An accurate, complete copy of the records below is required.
++++++++
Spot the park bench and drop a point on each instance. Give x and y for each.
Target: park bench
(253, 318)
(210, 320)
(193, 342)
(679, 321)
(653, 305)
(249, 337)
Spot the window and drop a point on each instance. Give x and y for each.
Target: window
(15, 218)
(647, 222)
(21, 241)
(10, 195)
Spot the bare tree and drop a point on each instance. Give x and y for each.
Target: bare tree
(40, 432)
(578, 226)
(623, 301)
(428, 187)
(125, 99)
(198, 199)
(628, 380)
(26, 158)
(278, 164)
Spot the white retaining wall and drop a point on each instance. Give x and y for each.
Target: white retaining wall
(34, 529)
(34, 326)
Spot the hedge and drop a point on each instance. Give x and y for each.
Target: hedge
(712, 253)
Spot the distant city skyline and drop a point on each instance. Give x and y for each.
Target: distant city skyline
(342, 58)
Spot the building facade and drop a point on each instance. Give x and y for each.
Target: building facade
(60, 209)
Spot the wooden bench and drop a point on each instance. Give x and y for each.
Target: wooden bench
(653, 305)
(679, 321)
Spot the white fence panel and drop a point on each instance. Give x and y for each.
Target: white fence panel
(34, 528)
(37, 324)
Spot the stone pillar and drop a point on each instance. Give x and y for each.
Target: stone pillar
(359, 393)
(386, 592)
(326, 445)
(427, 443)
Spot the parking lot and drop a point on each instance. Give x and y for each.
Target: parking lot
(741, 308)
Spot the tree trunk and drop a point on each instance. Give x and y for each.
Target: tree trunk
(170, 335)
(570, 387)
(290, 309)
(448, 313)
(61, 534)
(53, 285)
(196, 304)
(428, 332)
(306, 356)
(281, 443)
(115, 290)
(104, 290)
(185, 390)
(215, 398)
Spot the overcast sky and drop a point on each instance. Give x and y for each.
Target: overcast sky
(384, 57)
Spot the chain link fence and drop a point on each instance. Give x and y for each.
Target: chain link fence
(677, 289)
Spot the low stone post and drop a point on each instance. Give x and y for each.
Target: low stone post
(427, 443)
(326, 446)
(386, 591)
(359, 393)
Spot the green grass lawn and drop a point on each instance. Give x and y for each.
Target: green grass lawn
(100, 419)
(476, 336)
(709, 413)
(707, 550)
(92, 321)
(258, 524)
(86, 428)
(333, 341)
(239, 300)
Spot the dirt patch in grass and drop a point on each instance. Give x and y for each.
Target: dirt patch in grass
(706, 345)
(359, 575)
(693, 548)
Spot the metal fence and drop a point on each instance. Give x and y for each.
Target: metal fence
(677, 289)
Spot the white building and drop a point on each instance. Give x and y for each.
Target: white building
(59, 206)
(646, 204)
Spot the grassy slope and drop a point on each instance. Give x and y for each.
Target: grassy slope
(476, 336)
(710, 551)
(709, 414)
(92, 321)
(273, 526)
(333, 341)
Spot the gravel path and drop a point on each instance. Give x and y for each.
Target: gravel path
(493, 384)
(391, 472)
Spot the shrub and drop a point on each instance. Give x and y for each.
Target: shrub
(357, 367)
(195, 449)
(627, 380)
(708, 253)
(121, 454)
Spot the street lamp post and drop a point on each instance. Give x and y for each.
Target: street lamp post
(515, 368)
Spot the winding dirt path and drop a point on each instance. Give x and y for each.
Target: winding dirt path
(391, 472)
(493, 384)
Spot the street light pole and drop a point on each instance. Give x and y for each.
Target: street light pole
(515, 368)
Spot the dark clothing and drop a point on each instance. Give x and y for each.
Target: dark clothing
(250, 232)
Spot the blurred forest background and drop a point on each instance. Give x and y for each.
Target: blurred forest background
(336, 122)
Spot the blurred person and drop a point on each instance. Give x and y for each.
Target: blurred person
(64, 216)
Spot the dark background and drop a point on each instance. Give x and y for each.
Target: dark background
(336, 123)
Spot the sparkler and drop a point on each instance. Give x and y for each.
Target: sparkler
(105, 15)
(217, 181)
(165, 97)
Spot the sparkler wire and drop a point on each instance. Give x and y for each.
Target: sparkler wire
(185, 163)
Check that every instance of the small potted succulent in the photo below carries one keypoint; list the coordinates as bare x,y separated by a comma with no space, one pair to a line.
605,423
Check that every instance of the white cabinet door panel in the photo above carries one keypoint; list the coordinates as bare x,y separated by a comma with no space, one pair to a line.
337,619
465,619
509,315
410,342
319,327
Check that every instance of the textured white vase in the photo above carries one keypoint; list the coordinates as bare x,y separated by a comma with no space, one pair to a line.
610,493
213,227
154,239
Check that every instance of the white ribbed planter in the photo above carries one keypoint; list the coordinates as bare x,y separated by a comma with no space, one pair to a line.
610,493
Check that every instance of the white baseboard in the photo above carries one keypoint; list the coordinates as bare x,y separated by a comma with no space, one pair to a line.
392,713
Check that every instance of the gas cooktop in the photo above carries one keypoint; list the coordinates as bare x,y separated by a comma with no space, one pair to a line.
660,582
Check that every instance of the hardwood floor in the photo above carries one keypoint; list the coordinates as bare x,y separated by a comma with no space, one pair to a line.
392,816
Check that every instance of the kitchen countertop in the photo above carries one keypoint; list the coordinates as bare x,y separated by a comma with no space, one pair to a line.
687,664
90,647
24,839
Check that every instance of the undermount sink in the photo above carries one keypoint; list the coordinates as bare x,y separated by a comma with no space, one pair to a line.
++++++++
[TASK RESPONSE]
Spot the park bench and drop a point on each instance. Give x and y for each.
Target: park bench
(253, 318)
(210, 320)
(193, 342)
(679, 321)
(653, 305)
(249, 337)
Spot the window and drop a point on each instance. Give x and y for each.
Target: window
(15, 218)
(647, 222)
(21, 241)
(10, 195)
Spot the bare tree and drop a point on each instance. Give x and y for each.
Target: bare tree
(40, 432)
(578, 226)
(623, 301)
(428, 187)
(125, 99)
(198, 199)
(628, 380)
(26, 158)
(278, 164)
Spot the white retaining wall and drop a point on each instance. Give x and y for each.
Target: white retaining wall
(34, 529)
(34, 326)
Spot the hedge and drop a point on each instance. Give x and y for each.
Target: hedge
(712, 253)
Spot the distant city skyline and drop a point on each instance. Give x and y for each.
Target: distant city skyline
(342, 58)
Spot the building facade and drop a point on each instance. Give x and y for each.
Target: building facade
(60, 209)
Spot the wooden bench and drop a point on each instance. Give x and y for each.
Target: wooden bench
(653, 305)
(679, 321)
Spot the white fence panel and drop a point on each instance. Give x and y for each.
Target: white fence panel
(34, 528)
(37, 324)
Spot the stone pillar and drop a point on each instance. Give x and y for each.
Target: stone pillar
(359, 393)
(386, 592)
(326, 445)
(427, 443)
Spot the parking lot and drop a point on each instance. Give x and y for each.
Target: parking lot
(741, 308)
Spot the tree trunk and drop a point on each instance. Give x and y for each.
Target: tree trunk
(170, 335)
(570, 387)
(290, 309)
(448, 313)
(61, 534)
(53, 285)
(196, 304)
(428, 332)
(306, 356)
(281, 443)
(115, 290)
(104, 290)
(185, 390)
(215, 398)
Spot the overcast sky and drop a point on each instance. Give x and y for each.
Target: overcast sky
(384, 57)
Spot the chain link fence and drop a point on each instance. Give x and y for each.
Target: chain link fence
(677, 289)
Spot the low stone post and drop a point on each instance. Give x and y for each.
Target: low stone post
(427, 443)
(326, 446)
(386, 591)
(359, 393)
Spot the green grass lawn and drop a point on each instance. Give x and y for each.
Target: green grass lawn
(100, 419)
(476, 336)
(709, 413)
(707, 550)
(92, 321)
(258, 524)
(86, 428)
(333, 341)
(239, 300)
Spot the dirt patch in grass and drop a point on each instance. Give x and y for each.
Target: dirt patch in grass
(706, 345)
(359, 575)
(693, 548)
Spot the metal fence and drop a point on each instance. Give x and y for each.
Target: metal fence
(677, 289)
Spot the white building and drop a point on each instance. Give x and y for each.
Target: white building
(59, 206)
(646, 204)
Spot the grassy slope and drop a point on each instance. Give x and y for each.
Target: grassy slope
(476, 336)
(710, 551)
(709, 414)
(92, 321)
(273, 526)
(333, 341)
Spot the gravel path and drop a point on each instance. Give x and y for each.
Target: gravel path
(493, 384)
(391, 472)
Spot the shrub and drop a point on each instance. Give x and y for each.
Target: shrub
(357, 367)
(195, 449)
(627, 380)
(708, 253)
(121, 454)
Spot the street lamp post and drop a point on each instance. Give x and y for each.
Target: street lamp post
(515, 368)
Spot the winding dirt path and drop a point on each instance. Give x and y for each.
Target: winding dirt path
(391, 472)
(493, 384)
Spot the street light pole and drop a point on each instance. Give x and y for each.
Target: street light pole
(515, 368)
Spot the dark clothing and drop a point on each instance. Give x and y for each.
Target: dark clothing
(250, 232)
Spot the blurred forest background and drop a point on each instance. Give x and y for each.
Target: blurred forest background
(336, 122)
Spot the blurred person and drop a point on each instance. Give x and y for each.
Target: blurred person
(64, 216)
Spot the dark background and drop a point on each instance. Give x and y for each.
Target: dark background
(336, 123)
Spot the sparkler and drop a point on each instance. Give x and y for each.
Target: sparkler
(105, 15)
(217, 181)
(165, 97)
Spot the sparkler wire and drop a point on each instance. Give x and y for each.
Target: sparkler wire
(185, 163)
Check that every instance of the small potted succulent in the photo below carries one keypoint; list the coordinates as bare x,y separated by a comma with no space, one pair to a line.
605,423
Check that every instance of the white cabinet door panel in the photo above carries one keypoint; list the coordinates as bare x,y separated by a comma with no space, one pair to a line.
337,619
465,619
509,315
410,342
319,327
Check that every instance of the textured white vase in the photo above carries one keypoint; list the coordinates as bare x,y separated by a comma with no space, one pair to a line.
610,493
213,227
154,239
Check that every instance of the white ribbed planter in the photo above carries one keypoint; list the coordinates as bare x,y separated by a comma with no space, one pair to a line.
610,493
Check that every instance of the white baseboard in the photo above carries one keypoint; list the coordinates as bare x,y separated by a comma with no space, one pair to a line.
392,713
Check that every instance of the gas cooktop in the photo above carries one keypoint; list the coordinates as bare x,y separated by a comma with no space, one pair to a line.
660,582
Check that every instance of the hardwood floor in the photo above carries one keypoint; list the coordinates as bare x,y separated by a comma with no space, one pair to a line.
392,816
Check that every instance of the kitchen countertop in the photo above carries one keypoint; list the coordinates as bare x,y separated by a comma with no space, one pair to a line.
687,664
90,647
24,839
Check that every instance of the undermount sink in the photo above carries one keypoint; list the coordinates as bare x,y separated by a comma with no space, one pair to a line.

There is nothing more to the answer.